Return all of the entries word for word, but omit the pictures they contain.

-- Entries shown follows --

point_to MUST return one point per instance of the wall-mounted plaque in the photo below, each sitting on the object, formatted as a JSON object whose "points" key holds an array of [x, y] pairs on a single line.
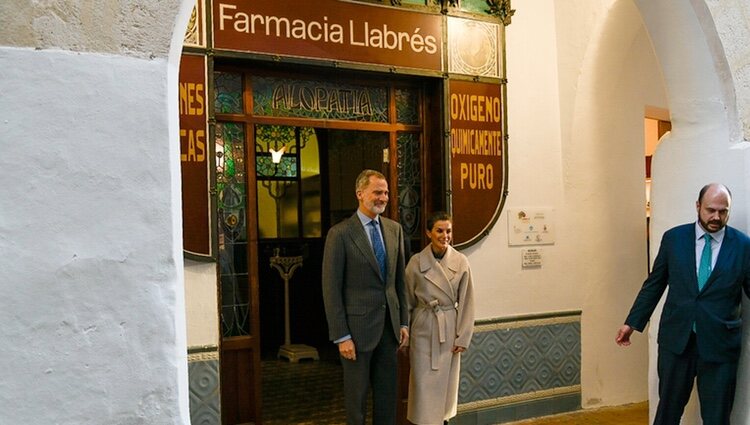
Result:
{"points": [[534, 226]]}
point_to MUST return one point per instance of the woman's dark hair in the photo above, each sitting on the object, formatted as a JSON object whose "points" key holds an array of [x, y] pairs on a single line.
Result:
{"points": [[435, 217]]}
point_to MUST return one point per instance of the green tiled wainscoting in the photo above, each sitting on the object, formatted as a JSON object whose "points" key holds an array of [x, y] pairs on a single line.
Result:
{"points": [[521, 367]]}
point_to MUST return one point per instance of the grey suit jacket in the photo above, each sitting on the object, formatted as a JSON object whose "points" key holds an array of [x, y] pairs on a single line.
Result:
{"points": [[354, 293]]}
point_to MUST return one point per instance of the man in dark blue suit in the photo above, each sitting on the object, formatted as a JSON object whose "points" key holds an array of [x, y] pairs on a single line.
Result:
{"points": [[706, 266]]}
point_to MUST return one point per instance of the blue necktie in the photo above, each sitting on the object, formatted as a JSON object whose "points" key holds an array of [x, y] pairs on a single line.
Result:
{"points": [[378, 247], [704, 269]]}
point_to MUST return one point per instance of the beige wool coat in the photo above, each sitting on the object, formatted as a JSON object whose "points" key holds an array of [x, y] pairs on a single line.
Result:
{"points": [[440, 298]]}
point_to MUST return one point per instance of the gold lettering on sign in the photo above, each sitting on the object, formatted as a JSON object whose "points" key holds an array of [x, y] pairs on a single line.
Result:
{"points": [[192, 103], [321, 99], [360, 33], [196, 145], [191, 98], [474, 141]]}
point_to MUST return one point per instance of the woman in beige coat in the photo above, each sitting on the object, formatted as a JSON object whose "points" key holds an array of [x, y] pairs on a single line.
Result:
{"points": [[439, 293]]}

-- Entries shown concluded --

• Problem solution
point_to MUST return one point per instance of the wall-mounted plaque in the photo below, each sitting on the object, formatted as a JSON object whose "points" key holds an array of [x, y] pairs on a single line.
Result:
{"points": [[534, 226]]}
point_to MUST return one point per instance of the woman's dark hair in the photo above, each sitting on the object, formatted as a JSON object whose "points" key holds an array of [x, y] pairs on a single line.
Result:
{"points": [[435, 217]]}
point_to MUST return one point per instance of the green tiled wainscoting in the photo above, each sitting on the object, formatted as a JSON object whose "points" key holds an array of [x, y] pairs on a single line.
Result:
{"points": [[521, 367]]}
point_to MUST return one point per instance of the grey suit jacket in the photo above, each sitting on the object, formatted as a JSON object whose "points" key holds an array of [x, y] pairs on a single line.
Result:
{"points": [[354, 293]]}
point_to MUST return one point per instance of the man in dark blue suit in the photo above, each sitting on the object, formatted as a JSON object whose "points" key holds an array of [x, y] pairs on a single line.
Result:
{"points": [[706, 266]]}
point_to MUST return one point per instance of the blue necktie in the photo above, each sitting on the object, formatted as a JSON object whose "points" key holds an array of [x, y] pairs on a single line.
Result:
{"points": [[378, 247], [704, 269]]}
point_to MUST return one point per instance of the beige wool coat in the photo above, each sitting on the object, formatted as a JSON object whose "points" key holds an array of [x, y] pairs on a single line.
Result:
{"points": [[440, 298]]}
point_to MUST return one point per instance of the gold lettering on sign in the photo above, each sitting on the object, formatted as a JSON object whose "points" key holds an array of [x, y] pairs on a single line.
Result:
{"points": [[192, 103], [321, 99], [360, 33], [196, 145], [191, 98], [474, 141]]}
point_to MUST return one point per instance of the woman in beige coat in the photo above, each sitting on the object, formatted as a JSON object whose "points" key holds an array of [x, y] pairs on a single line.
Result:
{"points": [[439, 293]]}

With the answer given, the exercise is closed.